# [AVAILABLE DATA]
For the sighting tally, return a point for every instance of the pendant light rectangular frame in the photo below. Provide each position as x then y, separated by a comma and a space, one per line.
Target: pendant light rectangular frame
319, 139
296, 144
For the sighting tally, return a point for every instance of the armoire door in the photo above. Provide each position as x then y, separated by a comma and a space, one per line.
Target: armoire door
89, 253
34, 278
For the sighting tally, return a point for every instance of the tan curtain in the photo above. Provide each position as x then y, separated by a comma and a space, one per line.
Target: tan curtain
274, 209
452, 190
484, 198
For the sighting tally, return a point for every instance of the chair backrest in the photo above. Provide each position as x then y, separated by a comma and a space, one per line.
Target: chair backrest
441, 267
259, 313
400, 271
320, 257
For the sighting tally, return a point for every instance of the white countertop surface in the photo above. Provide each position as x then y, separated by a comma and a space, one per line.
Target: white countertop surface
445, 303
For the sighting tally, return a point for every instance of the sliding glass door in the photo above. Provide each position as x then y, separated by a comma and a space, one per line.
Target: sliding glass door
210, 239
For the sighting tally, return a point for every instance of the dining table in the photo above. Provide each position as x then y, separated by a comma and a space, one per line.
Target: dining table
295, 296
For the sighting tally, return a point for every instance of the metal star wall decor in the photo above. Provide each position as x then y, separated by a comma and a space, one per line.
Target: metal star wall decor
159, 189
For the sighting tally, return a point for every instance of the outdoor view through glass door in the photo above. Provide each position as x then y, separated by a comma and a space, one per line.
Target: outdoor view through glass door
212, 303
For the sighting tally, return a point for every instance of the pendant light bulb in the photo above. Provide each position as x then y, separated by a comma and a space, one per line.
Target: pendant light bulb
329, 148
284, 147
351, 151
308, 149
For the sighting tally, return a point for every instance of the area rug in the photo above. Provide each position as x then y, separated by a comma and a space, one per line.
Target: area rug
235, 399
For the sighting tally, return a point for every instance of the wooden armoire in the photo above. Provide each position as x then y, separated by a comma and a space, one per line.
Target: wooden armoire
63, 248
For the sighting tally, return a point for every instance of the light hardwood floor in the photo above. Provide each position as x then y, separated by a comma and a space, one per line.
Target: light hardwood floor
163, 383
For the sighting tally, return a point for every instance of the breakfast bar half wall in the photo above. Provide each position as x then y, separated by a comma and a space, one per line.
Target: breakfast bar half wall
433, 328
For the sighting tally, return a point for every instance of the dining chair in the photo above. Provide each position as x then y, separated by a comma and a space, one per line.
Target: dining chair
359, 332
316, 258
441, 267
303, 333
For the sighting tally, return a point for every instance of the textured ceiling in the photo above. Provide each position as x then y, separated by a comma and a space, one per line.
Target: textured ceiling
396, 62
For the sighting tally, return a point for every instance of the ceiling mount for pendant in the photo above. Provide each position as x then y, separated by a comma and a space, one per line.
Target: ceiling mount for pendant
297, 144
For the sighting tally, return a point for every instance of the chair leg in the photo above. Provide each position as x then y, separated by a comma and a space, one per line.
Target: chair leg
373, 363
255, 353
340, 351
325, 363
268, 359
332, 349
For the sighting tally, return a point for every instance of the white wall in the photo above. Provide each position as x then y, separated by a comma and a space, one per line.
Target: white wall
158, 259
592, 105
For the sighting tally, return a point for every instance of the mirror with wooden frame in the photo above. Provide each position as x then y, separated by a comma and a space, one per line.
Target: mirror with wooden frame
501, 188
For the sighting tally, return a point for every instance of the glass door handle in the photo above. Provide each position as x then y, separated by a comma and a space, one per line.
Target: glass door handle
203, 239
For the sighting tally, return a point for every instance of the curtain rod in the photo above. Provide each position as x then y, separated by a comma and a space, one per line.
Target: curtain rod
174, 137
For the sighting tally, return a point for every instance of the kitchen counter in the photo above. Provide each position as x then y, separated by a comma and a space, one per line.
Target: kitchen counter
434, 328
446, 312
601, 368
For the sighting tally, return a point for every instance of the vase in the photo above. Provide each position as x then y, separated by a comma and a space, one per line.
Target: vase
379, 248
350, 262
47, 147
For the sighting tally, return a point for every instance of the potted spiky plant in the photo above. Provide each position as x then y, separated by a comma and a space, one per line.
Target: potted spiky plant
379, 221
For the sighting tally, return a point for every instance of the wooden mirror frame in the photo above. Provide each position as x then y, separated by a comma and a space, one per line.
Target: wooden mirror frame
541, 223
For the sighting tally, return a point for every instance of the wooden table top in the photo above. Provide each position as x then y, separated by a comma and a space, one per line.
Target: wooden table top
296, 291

# [WHAT THE TASK REQUIRES]
Retype the records above, but only those lines that fall between the line containing "the white wall" and the line containing "of the mirror", with both of those lines included, exactly as written.

# [RESPONSE BOX]
For the sighting tally, return a point for every instance of the white wall in the photo above. Provide each position as x then y, separated by a comma and a space, one per line.
Target: white wall
158, 259
592, 105
For the sighting tally, return a point for every instance of the mirror with wooden frame in the photo above. Provide each position as x then y, separated by a comma and a space, one per line.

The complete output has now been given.